# Start of Excerpted passage

From: Stephen Nuchia (snuchia_at_[hidden])
Date: 2008-08-22 09:24:02
> Correct, it only prevents the compiler from reordering -
> it doesn't emit any fence instruction itself. You must
> use _mm_lfence/_mm_sfence/_mm_mfence if you want that.
> It just happens that for many things, fence instructions
> aren't needed on current x86 hardware.
This is correct as far as the take-home message is concerned but it is
not exactly right. The "Wintel" way of doing shared-memory
multiprocessing, as reflected in both the x86 instruction set
architecture and the implementation of all but the most exotic x86-based
systems, is based on a cache-coherent, write-through memory model.
Current x86 hardware realizes this model -- the instruction set
architecture -- using a number of tricks at the microarchitecture level.
Those details change from one generation to the next but the ISA stays
(mostly) the same.
Under the coherent-cache model, changes to memory in one instruction
stream are visible to all other instruction streams on the system
immediately. There is no need for a fence *instruction*, it could have
no effect in this model. But there is still a need to prevent the
compiler from reordering the memory operations in an instruction stream.

# End of Excerpted passage
# Start of Provided records

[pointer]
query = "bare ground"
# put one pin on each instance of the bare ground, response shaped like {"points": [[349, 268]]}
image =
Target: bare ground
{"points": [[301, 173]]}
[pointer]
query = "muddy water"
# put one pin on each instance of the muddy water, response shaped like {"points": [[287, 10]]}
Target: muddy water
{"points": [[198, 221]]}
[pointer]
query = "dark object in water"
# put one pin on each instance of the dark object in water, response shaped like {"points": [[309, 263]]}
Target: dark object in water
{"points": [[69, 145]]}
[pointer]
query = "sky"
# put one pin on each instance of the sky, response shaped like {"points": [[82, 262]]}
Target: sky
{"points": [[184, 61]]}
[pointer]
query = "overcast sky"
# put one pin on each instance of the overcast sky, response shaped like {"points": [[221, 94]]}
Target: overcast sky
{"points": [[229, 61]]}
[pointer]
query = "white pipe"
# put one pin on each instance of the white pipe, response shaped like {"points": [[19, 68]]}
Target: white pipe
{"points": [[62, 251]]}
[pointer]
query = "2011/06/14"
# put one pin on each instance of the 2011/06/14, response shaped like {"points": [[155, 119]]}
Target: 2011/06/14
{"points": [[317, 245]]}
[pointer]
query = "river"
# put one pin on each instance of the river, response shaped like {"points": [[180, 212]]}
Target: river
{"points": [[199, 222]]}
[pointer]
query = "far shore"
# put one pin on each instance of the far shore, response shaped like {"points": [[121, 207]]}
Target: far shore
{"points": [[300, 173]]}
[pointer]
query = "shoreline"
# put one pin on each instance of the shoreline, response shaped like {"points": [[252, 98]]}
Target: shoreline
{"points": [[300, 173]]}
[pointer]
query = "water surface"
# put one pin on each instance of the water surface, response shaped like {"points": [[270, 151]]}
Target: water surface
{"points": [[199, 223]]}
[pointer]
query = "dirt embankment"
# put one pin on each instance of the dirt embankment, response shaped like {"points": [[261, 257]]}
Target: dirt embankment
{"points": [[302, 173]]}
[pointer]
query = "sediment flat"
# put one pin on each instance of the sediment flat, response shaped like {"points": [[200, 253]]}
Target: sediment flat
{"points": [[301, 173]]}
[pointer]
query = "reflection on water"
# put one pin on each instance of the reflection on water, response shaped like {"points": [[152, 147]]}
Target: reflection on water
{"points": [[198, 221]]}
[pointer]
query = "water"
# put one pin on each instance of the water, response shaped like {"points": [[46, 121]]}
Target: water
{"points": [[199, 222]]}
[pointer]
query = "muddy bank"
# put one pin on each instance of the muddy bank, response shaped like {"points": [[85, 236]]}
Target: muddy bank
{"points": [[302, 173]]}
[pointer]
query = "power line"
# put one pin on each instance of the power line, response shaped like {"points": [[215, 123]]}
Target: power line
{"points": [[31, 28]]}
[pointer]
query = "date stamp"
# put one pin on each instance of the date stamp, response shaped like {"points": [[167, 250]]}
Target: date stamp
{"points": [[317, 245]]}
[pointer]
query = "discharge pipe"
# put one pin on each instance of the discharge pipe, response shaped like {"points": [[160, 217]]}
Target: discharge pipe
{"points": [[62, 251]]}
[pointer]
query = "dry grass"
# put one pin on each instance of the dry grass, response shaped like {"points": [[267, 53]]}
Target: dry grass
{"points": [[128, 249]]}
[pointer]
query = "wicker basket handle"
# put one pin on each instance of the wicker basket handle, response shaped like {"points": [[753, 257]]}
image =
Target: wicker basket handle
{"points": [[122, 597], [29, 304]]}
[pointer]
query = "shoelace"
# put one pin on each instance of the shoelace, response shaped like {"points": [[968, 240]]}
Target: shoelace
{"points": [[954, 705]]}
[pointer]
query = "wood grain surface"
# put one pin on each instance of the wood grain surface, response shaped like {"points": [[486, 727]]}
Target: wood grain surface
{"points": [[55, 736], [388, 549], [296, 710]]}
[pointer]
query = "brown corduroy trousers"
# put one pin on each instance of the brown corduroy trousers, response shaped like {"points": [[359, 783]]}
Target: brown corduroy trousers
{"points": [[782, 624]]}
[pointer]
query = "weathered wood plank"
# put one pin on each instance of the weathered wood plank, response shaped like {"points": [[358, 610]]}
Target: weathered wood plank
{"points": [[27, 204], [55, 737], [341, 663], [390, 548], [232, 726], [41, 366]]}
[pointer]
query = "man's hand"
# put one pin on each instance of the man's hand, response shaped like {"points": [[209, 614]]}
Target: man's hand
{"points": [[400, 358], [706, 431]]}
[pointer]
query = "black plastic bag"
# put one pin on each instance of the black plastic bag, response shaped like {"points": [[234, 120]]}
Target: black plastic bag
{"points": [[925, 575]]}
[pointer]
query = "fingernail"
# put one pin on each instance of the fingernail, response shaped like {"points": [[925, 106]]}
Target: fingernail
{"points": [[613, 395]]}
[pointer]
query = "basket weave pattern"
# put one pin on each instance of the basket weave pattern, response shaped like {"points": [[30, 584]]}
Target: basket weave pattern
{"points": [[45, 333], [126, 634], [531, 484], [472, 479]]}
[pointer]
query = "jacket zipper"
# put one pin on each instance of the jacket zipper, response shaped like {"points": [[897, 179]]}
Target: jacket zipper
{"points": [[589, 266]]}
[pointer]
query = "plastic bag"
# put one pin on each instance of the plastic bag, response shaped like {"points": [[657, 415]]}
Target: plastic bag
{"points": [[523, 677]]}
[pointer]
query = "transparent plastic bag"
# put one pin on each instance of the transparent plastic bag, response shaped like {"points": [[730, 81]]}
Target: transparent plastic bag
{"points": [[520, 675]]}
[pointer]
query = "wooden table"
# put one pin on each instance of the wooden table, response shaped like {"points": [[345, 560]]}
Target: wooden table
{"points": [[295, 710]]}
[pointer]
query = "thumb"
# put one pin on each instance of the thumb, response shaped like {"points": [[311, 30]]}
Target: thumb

# End of Provided records

- **What you will do**
(1) Answer these questions from the post about x86 fences:
(a) Which intrinsics does the quoted reply say to use if you want fence instructions?
(b) What memory model underlies the "Wintel" approach to shared-memory multiprocessing?
(c) Under the coherent-cache model, when do changes to memory in one instruction stream become visible to all other instruction streams?
(2) Identify every line of the listing that contains the string "dirt". Case counts.

- **Results of the exercise**
(1)
(a) _mm_lfence/_mm_sfence/_mm_mfence
(b) A cache-coherent, write-through memory model
(c) Immediately

(2)
query = "dirt embankment"
# put one pin on each instance of the dirt embankment, response shaped like {"points": [[261, 257]]}
Target: dirt embankment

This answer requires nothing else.